Excerpt to read:
Content starts

A nutraceutical containing five natural substances formulated as a tablet with the commercial name Armolipid (Rottapharm S.p.A., Monza, Italia), was recommended in all participants. Every tablet contained 200 mg red yeast rice (RYR) extract equivalent to 3 mg of monacolin K, 10 mg policosanols, 0.2 mg folic acid, 2.0 mg coenzyme Q10 and 0.5 mg astaxanthin, and was citrinin-free. It was administered once-daily with lunch.

All participants as well as their parents were interviewed using a data collection form, created specifically for this research. Details concerning compliance to supplement intake, as well as possible adverse effects were recorded and analysed. Six out of 90 children were excluded from the study because they did not comply with the recommendation for taking the supplement (compliance rate 93.3%). All the rest 84 children had one and 64 of them had two evaluations under Armolipid treatment.

2.3. Clinical and Labolatory Evaluation

A clinical and laboratory evaluation of all participants took place right before (Time 0, T₀) and once (n=84, Time 1, T₁) or twice (n=64, T₁ and Time 2, T₂) after the start of nutraceutical supplementation.

The body weight (BW) in kg, the height (H) in cm were measured to the nearest 0.1 kg and 0.5 cm, respectively (TANITA, Corporation Tokyo), with children barefoot and lightly dressed. BMI was calculated as BW in kg per H in m². The standard deviation scores (z-scores) of BW, H and BMI were also calculated according to a standardized age- and sex- specific calculator. Waist circumference (WC) in cm was measured and the ratio of WC/Height was calculated. Systolic (SBP) and diastolic blood pressure (DBP) in mmHg were measured three consecutive times using an automated oscillometric device (Dinamap V100, GE Medical Systems Information Technologies) and the average value of the three measurements was used in the statistical analysis. The stage of puberty was recorded according to Tanner stages (I-V) for boys and girls [18].

Content ends

Apply what you read:
A. How would you translate the sentence "It was administered once-daily with lunch." from the Armolipid passage into Spanish?
B. Can you carry on the Armolipid passage, picking up right after its final sentence?
These entries have no connection to the passage on Armolipid use in children.

(Dataset entries)
Content starts

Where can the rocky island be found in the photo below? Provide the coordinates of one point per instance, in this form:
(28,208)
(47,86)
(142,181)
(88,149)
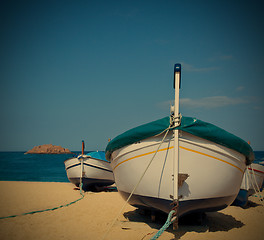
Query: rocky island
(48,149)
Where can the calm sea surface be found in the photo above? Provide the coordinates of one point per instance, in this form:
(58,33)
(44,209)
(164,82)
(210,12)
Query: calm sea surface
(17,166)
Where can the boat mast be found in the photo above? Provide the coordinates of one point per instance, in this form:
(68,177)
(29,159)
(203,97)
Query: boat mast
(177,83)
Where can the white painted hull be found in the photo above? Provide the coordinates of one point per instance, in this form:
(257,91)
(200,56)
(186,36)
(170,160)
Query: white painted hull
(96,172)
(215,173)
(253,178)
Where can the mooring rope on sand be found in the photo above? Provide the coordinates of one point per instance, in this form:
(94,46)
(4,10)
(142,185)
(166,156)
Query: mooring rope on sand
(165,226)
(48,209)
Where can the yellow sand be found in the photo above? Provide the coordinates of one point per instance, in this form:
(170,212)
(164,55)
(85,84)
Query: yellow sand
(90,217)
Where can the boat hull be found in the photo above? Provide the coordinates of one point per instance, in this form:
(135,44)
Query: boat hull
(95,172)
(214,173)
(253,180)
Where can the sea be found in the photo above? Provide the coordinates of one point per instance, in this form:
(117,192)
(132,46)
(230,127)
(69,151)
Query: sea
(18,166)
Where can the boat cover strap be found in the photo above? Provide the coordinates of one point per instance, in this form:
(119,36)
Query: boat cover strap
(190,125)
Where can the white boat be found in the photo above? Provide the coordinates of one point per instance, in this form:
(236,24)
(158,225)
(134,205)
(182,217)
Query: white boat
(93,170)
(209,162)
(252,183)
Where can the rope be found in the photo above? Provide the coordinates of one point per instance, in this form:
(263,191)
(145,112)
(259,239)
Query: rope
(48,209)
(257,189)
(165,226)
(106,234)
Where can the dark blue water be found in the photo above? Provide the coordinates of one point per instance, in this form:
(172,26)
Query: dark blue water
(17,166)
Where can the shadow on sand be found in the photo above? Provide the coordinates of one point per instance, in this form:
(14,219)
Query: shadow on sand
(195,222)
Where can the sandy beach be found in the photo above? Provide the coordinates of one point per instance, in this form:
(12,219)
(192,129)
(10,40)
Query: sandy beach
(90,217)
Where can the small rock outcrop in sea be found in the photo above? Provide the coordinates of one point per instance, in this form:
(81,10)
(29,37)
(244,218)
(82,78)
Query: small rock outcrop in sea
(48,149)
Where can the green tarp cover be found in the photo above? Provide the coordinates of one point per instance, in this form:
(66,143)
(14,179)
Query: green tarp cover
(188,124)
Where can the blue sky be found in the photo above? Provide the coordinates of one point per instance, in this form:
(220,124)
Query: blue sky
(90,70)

Content ends

Task-by-task results:
A. Se administraba una vez al día con el almuerzo.

B.
A full lipid profile including TC, LDL-C, high density lipoprotein—cholesterol (HDL-C), non-high density lipoprotein—cholesterol (non-HDL-C), triglycerides (TGs), apolipoprotein A1 (Apo-A1), apolipoprotein B (Apo-B), and lipoprotein (a) [Lp(a)] levels was evaluated in serum, after an overnight fast. Serum creatinine, glucose, aspartate and alanine aminotransferases (AST and ALT), creatine kinase (CK), and thyroid-stimulating hormone (TSH) were also assessed. A full blood count was performed in all participants.

TC, HDL-C, LDL-C, TGs, glucose, ALT, AST, CK and creatinine were measured using an enzymatic method (Roche Diagnostics) on an automatic analyzer (Cobass Integra 800), and Apo-A1, Apo-B, and Lp(a) by an immunonephelometric assay (Siemens BNII Nephelometer Analyzer), with an intra-assay and inter-assay variation <5% for all tests. Non-HDL-C was measured as TC minus HDL-C. All lipid values are expressed in mg/dL. Haematological parameters (full blood count) were analyzed using the SysmexXE-2100 automated haematology analyzer (Roche Diagnostics). Manufacturers’ instructions of instrument were strictly followed.

At the time of the examination, all children were healthy and none of them had a febrile or afebrile infection in the two weeks preceding the check-up.

The primary outcome was the reduction of LDL-C serum levels. Secondary outcomes included the improvement of the other parameters of lipid profile, as well as the evaluation of possible adverse effects such as gastrointestinal symptoms or hepatic and muscle enzymes elevation.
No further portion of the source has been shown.